» **TEXTAUSZUG**
● ● ● ● ●

Montag, 7. Mai 2018

Melanie Raabe: Die Wahrheit

- ein packender Psychothriller.

Auch diesen Roman hat meine Tochter für mich ausgesucht und goldrichtig gelegen. Er entwickelt einen regelrechten Sog, so dass ich den Thriller im letzten Drittel nicht mehr aus der Hand legen konnte.


Worum geht es?
Vor sieben Jahren ist Philipp Petersen verschwunden. Als reicher Geschäftsmann war er in Südamerika unterwegs und seine Spur verliert sich auf dem Weg vom Hotel zu einem Meeting.
Aus der Ich- Perspektive Sarahs, seiner Frau, ist ein Teil des Romans erzählt:

"Seither halte ich die Pausen-Taste meines Lebens gedrückt und warte auf ihn. Sieben Jahre Hoffen und Bangen und ein Gefühl absoluten Verlorenseins, das manchmal so stark war, dass ich am liebsten jede Erinnerung an Philipp aus meinem Gedächtnis getilgt hätte." (12)

● ● ● ● ●

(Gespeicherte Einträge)
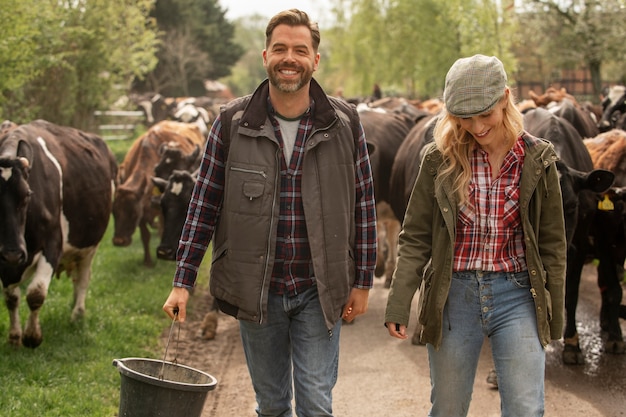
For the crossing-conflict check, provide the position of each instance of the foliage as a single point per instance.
(70, 55)
(595, 27)
(196, 45)
(408, 45)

● ● ● ● ●

» **AUFGABE 1**
Gib aus der Buchbesprechung alles von „Melanie Raabe: Die“ bis hinunter zu „zu einem Meeting.“ wieder und benenne dabei „Südamerika“ in „Asien“ um.
» **AUFGABE 2**
Beantworte anhand der Buchbesprechung diese Fragen:
(a) Wer hat den Roman für die Person ausgesucht, die ihn bespricht?
(b) Vor wie vielen Jahren ist Philipp Petersen verschwunden?
(c) Aus wessen Ich-Perspektive ist ein Teil des Romans erzählt?

» **ANTWORT 1**
Melanie Raabe: Die Wahrheit

- ein packender Psychothriller.

Auch diesen Roman hat meine Tochter für mich ausgesucht und goldrichtig gelegen. Er entwickelt einen regelrechten Sog, so dass ich den Thriller im letzten Drittel nicht mehr aus der Hand legen konnte.


Worum geht es?
Vor sieben Jahren ist Philipp Petersen verschwunden. Als reicher Geschäftsmann war er in Asien unterwegs und seine Spur verliert sich auf dem Weg vom Hotel zu einem Meeting.

» **ANTWORT 2**
(a) Die Tochter der Person, die ihn bespricht.
(b) Vor sieben Jahren.
(c) Aus der Perspektive Sarahs, Philipps Frau.